### QUESTIONS ON THE MATERIAL
• A. Copy the part of the INVENTIPAZ passage from "The measurable impact" up to and including "pursue higher education.".
• B. Answer these questions from the INVENTIPAZ passage:
(i) How many stages does the research framework have?
(ii) By what percentage has school dropout fallen?
(iii) Which organization named the school a Top 10 World's Best School for Environmental Action in 2024?
• C. Write the next part of the INVENTIPAZ passage, starting after its final sentence.

### STUDY TEXT
The result was the GCA Socio-environmental Research Methodology (Generating Applied Knowledge) and the INVENTIPAZ programme, a structured 17-stage research framework now embedded across every grade level from primary through grade eleven. Built on five phases (Synergy of Ideas, Reportage of Wisdom, Project in Construction, Create-Innovate-Act, and Networks to Share), the methodology turns every classroom into a research lab and every student into a co-investigator solving real territorial problems.
The measurable impact is extraordinary. Student-designed solar pesticides cut local dengue cases from 236 in 2015 to just 3 in 2025. Purifying gardens shifted air quality readings from red/orange to green. Recycling machines now process over a tonne of waste monthly, while biofiltration systems have cleaned the local creek by 62.7%. School dropout has fallen 73.2%, fights and teen pregnancies have dropped 90%, and 80% of graduates now pursue higher education.
The school's awards portfolio is now genuinely world-class. In 2025 alone, it won the Santillana–OEI Sustainable Schools Prize (representing Colombia in Rio de Janeiro, with a 12,312,450 COP grant), the IFIA Best Youth Inventor Award / National Colombian Inventor Prize for a Robotic Hand treating Carpal Tunnel and Osteoarthritis, a special honourable mention in the AI in Education Contest for INVENTIPAZ IA, recognition from EPM in the Hidrofonías water-stewardship contest, and bronze at the Ministry of Education's STEM+Colombia Olympics. In 2024, the school was named a Top 10 World's Best School for Environmental Action by T4-Education, certified by UNESCO and Learning by Helping in Social Innovation for Sustainable Development, and recognised by the United Nations Foundation as a Global Health Advocate. Earlier honours include El Espectador's BIBO environmental prize (2023), the GEMAS Environmental Prize (2022), and Colombia's National Inventor Prize on five occasions between 2016 and 2023.

### AVAILABLE DATA
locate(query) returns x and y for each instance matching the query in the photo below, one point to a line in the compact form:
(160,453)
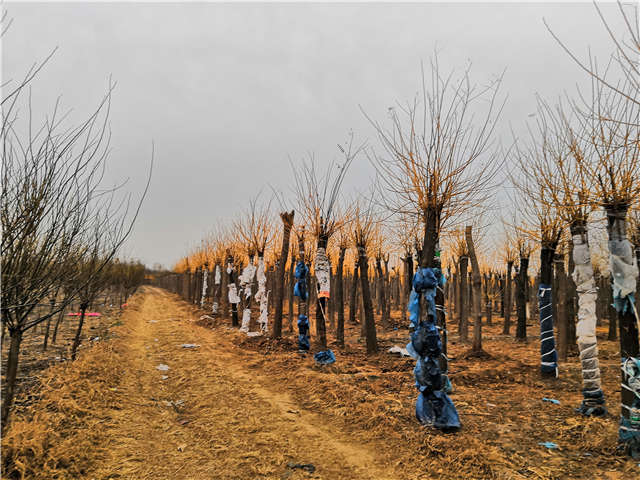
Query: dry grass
(240,407)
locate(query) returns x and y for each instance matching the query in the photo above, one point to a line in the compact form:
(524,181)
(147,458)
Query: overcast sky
(230,92)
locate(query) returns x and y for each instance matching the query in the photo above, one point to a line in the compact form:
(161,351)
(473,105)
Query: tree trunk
(323,279)
(381,288)
(521,299)
(76,340)
(463,321)
(561,308)
(340,297)
(593,396)
(620,250)
(488,283)
(287,223)
(507,300)
(369,323)
(477,296)
(548,353)
(292,281)
(54,337)
(48,326)
(12,372)
(353,297)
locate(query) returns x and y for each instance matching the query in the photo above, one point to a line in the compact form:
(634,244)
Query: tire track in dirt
(212,416)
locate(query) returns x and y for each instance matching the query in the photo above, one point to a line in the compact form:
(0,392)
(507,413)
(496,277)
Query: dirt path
(209,416)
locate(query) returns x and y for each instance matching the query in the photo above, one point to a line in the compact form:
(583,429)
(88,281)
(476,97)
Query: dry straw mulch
(240,407)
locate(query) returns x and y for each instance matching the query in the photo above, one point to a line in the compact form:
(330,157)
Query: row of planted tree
(540,217)
(62,223)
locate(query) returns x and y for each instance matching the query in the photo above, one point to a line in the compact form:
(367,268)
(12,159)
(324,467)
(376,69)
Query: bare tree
(317,196)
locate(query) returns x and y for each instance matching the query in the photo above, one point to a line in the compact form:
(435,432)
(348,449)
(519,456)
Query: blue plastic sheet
(300,288)
(433,406)
(325,358)
(303,333)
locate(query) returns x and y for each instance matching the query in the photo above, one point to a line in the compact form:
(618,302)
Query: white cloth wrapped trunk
(246,279)
(262,296)
(586,326)
(216,282)
(205,276)
(323,273)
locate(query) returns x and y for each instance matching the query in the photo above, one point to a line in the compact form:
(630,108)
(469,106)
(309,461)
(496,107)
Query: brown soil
(250,408)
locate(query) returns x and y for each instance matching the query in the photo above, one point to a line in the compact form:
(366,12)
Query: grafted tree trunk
(381,288)
(287,224)
(48,326)
(522,287)
(477,297)
(507,300)
(369,323)
(353,297)
(560,293)
(76,340)
(340,296)
(488,284)
(548,353)
(623,271)
(463,321)
(292,281)
(11,374)
(322,272)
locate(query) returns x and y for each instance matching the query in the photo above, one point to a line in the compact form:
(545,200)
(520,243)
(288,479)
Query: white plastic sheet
(586,326)
(262,296)
(323,273)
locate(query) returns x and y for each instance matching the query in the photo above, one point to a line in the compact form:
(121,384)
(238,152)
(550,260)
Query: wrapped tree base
(548,353)
(433,406)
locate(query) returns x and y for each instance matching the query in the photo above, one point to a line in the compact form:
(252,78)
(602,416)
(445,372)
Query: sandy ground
(250,408)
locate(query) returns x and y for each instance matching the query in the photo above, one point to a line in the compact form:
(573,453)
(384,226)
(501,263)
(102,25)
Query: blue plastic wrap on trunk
(433,407)
(300,288)
(548,353)
(325,358)
(303,333)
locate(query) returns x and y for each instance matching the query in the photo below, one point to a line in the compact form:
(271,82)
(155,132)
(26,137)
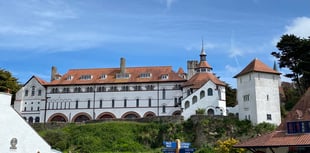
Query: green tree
(294,54)
(227,146)
(8,83)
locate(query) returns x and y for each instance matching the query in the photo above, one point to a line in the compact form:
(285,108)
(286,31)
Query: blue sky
(36,35)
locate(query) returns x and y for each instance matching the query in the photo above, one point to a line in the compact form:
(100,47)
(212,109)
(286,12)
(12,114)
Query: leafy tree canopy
(294,54)
(8,82)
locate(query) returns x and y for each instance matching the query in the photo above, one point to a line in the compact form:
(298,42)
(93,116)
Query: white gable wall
(13,126)
(216,102)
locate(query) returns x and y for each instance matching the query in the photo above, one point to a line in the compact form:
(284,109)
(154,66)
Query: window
(137,88)
(145,75)
(103,76)
(149,87)
(150,102)
(164,77)
(37,119)
(137,102)
(175,101)
(210,92)
(77,89)
(202,94)
(33,90)
(125,88)
(76,104)
(186,104)
(89,89)
(122,75)
(101,89)
(54,90)
(86,77)
(66,90)
(246,97)
(113,88)
(194,99)
(125,102)
(164,93)
(88,104)
(113,103)
(269,117)
(70,77)
(164,108)
(100,103)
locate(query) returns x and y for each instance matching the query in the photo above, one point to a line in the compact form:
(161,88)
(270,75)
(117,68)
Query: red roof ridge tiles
(135,72)
(256,66)
(199,79)
(280,137)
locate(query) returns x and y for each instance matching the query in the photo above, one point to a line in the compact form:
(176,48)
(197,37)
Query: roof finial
(202,47)
(275,66)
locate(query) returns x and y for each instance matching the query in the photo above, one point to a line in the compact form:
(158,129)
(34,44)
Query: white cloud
(300,27)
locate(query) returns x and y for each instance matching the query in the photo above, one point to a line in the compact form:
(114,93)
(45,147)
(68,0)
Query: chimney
(53,73)
(123,65)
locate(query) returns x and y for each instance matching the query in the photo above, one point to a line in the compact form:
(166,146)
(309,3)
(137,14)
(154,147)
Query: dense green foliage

### LIST OF ANSWERS
• A.
The measurable impact is extraordinary. Student-designed solar pesticides cut local dengue cases from 236 in 2015 to just 3 in 2025. Purifying gardens shifted air quality readings from red/orange to green. Recycling machines now process over a tonne of waste monthly, while biofiltration systems have cleaned the local creek by 62.7%. School dropout has fallen 73.2%, fights and teen pregnancies have dropped 90%, and 80% of graduates now pursue higher education.

• B.
(i) 17
(ii) 73.2%
(iii) T4-Education

• C.
Their student-built inventions read like a sustainability think tank: smoke-to-biofuel machines, anti-landmine robotic legs (developed with Colombia's Demining Battalion No. 7), robotic spines for paralysis patients, anti-stress robotic heads for ALS sufferers, cultivable face masks, microalgae biofilters, water-purifying drones, and the latest robotic hand. Projects are shared with Indigenous groups, vulnerable populations, the Crear Unidos Foundation, the Colombian Armed Forces, and partner universities. The methodology has been formally socialised with T4-Education, Fundación Compartir, Santillana, and Colombia's Ministry of Education, and the school has presented at AMLAFT Chile, INTED Spain, Mostratec Brazil, Be the Change Uruguay, and Design for Change Dubai.
This is the story of a public school proving that limited resources, married to relentless creativity and community, can rewrite a town's future and inspire the world.